start Passage to read
1. No child should be forced to write a thank you note to a teacher: "Think about having your child make a card or write a letter of appreciation..." Children are in school only because the law says they have to be there. And just what ages of children are we discussing here? 6 years old? Or Grade 12?

2. How does the parent KNOW for a fact that the child appreciates the teacher's efforts? It's the parents who do (free instruction and babysitting - how cool is that!) After a child is grown up a bit, he/she can be encouraged by their parents to think about their school days and what they thought and felt about their teachers. There might have been some long-simmering resentment there, or even some...real appreciation. In any case, I advise against trying to talk them out of their feelings.

3. I don't know about anywhere else in the world, but in Canada, teachers, being diehard signed-up union members, are very, very well paid. As a matter of fact, the Ontario teachers union has a net worth of $129 billion; they own Cadillac-Fairview; and they were once owners of the Toronto Blue Jays. Buy your own black socks.
end Passage to read
* **Tasks**
**1.** According to the passage on thanking teachers, what is the net worth of the Ontario teachers union?
**2.** Continue the passage on thanking teachers, starting after its final sentence.
The data placed after this point are not required.
start Records supplied
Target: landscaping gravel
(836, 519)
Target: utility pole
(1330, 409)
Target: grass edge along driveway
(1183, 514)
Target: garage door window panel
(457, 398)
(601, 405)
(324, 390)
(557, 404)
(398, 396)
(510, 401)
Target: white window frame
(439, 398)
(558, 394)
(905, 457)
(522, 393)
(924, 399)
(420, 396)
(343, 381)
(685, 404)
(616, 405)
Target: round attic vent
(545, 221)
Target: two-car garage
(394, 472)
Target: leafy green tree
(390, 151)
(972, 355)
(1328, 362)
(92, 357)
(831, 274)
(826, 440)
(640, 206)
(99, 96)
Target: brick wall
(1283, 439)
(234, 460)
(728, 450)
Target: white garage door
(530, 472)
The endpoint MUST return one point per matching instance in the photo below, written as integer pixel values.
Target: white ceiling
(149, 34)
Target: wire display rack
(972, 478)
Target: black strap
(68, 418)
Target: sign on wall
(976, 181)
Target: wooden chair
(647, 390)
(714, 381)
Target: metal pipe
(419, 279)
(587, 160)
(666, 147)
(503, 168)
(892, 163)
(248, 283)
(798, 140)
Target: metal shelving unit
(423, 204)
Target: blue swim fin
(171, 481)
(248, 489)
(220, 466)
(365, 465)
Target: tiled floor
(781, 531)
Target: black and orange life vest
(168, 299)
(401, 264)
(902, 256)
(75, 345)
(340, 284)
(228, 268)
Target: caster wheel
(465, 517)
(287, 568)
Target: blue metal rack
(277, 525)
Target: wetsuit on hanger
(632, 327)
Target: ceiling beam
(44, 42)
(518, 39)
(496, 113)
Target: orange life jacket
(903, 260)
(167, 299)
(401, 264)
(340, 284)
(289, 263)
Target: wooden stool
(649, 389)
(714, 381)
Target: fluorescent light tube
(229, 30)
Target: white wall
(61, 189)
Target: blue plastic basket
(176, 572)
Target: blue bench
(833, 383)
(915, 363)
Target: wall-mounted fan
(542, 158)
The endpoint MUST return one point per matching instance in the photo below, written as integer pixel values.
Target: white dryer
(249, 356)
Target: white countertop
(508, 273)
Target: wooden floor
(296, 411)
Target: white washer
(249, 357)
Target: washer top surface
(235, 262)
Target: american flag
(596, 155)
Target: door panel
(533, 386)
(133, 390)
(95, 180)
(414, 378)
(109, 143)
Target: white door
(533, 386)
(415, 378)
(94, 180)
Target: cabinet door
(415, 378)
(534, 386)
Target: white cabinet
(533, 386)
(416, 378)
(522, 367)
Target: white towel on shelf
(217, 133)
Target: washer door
end Records supplied
* **Exercise results**
**1.** $129 billion.

**2.**
4. I was forced by my grandmother (immigrant from eastern Europe) to take a big bouquet of flowers to my teacher's home back around 1961 even though this teacher screamed (right in my face, spit flying) at me in front of the class (and other kids, too) because I couldn't grasp something. I wasn't a bad, misbehaving child, I was conscientious; I was just a wee bit dumb at times, same as all the other children.

6. Er...that's it.

Tks.

Wow. What a typical internet response to such a well thought out letter.
The writer of the article you so graciously decided to comment on was merely expressing that they appreciate being told 'good job' and 'thank you'.
You sound like an adult, so why haven't you figured out yet that personal experience doesn't matter for crap when it is has left you jaded?
Teachers do provide 'free instruction and babysitting'. They are also a 12 year wheel of counsellors, refs and boo-boo kissers to our young ones.
I am ALWAYS grateful for those seondary adults in my childrens life; they do what my societal role has not allowed me to, as well as put human elements into it such as real care, love and devotion.
Shame on you for trying to put such a militarian view on something as simple as a thank you note.

If parents are "grateful for those secondary adults in [their] children's life", that's wonderful. Let those parents take a gift or write a note to those teachers saying so. Just don't force children to pretend gratitude if it isn't truly there. If your child says, I just LOVE Miss Jones, she is so nice to me", then you can tell her, "Let's buy her a little present!" Otherwise, it looks like brown nosing.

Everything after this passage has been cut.